**Extracted text:**
= Beginning of Section =

Three of Weir’s friends, former Kelso and South rugby players Stewart Bennet and David Baird, and Douglas Stephen, from the world of farming, got together after the British and Irish Lion was diagnosed with MND and appealed to the Borders community to help to raise funds for Weir’s campaign to improve research into MND. They staged the ‘Tartan Giraffe Ball’ at Springwood Park in Kelso in January, quickly selling out over 500 tickets, and with all costs now paid have handed over cheques to the Doddie Weir charities for £310,177.
Stephen explained: “We have experience of friends and/or family who have suffered with MND and when Doddie’s diagnosis was confirmed we felt it was a good opportunity to invite people across the Borders to come together and help tackle this terrible illness.
“We all know Doddie well and his famous on-field work ethic has been to the fore off the field in the way he has sought information about MND and gone out of his way to raise money to fund research. All we did was organise another opportunity for that, and the Borders people took it from there.”
Weir admitted: “I am absolutely blown away by how much the lads have raised. The event itself was a fantastic, unique night that brought big rugby and farming communities together, but the amount of money raised is down to the incredible efforts of Dougie, Stewart and David, who I think spent every waking hour persuading people to donate auction prizes. I take my hat off to all who helped in any way and thank them from the bottom of my heart. There is no doubt that this will help hugely in our battle to find a cure for MND.”

= End of Section =

**Task item:** Retype the passage of the Tartan Giraffe Ball article from "Three of Weir’s" up to and including "this terrible illness.".

(Stored data entries)
= Beginning of Section =

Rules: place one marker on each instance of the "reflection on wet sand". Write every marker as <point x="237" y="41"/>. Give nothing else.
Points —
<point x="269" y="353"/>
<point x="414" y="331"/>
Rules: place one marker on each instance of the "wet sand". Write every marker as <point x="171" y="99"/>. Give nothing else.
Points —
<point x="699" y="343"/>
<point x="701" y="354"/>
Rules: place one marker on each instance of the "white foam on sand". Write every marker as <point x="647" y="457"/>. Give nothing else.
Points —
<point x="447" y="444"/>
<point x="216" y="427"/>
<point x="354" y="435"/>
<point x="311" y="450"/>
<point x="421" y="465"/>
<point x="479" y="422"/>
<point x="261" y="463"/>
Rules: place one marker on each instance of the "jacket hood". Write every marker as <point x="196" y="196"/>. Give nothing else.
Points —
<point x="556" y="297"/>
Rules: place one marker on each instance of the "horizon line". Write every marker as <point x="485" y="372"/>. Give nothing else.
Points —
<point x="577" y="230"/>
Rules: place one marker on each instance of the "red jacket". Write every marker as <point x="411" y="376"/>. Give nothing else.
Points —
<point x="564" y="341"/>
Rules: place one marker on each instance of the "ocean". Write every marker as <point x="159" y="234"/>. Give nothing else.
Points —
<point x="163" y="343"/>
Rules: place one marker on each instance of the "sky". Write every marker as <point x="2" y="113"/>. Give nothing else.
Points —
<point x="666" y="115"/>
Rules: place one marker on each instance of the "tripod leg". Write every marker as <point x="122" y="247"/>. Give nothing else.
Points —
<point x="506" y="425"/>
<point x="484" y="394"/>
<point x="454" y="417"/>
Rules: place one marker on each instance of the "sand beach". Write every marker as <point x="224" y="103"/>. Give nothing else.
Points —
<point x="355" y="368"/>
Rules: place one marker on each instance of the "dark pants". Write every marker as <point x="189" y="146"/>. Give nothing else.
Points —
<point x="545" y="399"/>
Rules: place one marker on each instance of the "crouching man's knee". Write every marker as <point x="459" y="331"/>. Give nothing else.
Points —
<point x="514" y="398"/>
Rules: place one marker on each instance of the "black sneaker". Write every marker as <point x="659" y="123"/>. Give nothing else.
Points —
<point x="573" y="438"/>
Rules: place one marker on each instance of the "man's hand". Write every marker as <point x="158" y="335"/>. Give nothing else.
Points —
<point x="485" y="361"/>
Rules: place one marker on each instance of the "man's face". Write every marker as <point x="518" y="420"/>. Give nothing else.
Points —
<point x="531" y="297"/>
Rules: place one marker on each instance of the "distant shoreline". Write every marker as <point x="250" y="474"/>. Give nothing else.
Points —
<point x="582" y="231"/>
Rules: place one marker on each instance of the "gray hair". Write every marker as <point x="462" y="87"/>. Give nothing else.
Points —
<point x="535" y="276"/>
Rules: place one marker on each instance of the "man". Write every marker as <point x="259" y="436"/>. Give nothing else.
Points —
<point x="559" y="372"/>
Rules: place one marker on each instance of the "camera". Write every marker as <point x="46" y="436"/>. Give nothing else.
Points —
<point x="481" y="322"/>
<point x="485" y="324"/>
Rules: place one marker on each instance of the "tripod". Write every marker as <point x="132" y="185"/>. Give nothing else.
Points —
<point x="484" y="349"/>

= End of Section =

**Written response:**
Three of Weir’s friends, former Kelso and South rugby players Stewart Bennet and David Baird, and Douglas Stephen, from the world of farming, got together after the British and Irish Lion was diagnosed with MND and appealed to the Borders community to help to raise funds for Weir’s campaign to improve research into MND. They staged the ‘Tartan Giraffe Ball’ at Springwood Park in Kelso in January, quickly selling out over 500 tickets, and with all costs now paid have handed over cheques to the Doddie Weir charities for £310,177.
Stephen explained: “We have experience of friends and/or family who have suffered with MND and when Doddie’s diagnosis was confirmed we felt it was a good opportunity to invite people across the Borders to come together and help tackle this terrible illness.